## WHAT YOU NEED TO DO
Can you repeat every item below word for word, without changing anything?

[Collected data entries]
## BEGIN

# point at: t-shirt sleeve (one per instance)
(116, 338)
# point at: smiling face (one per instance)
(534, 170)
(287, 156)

## END

## RESPONSE
# point at: t-shirt sleeve (one per instance)
(116, 338)
# point at: smiling face (one per instance)
(534, 170)
(287, 156)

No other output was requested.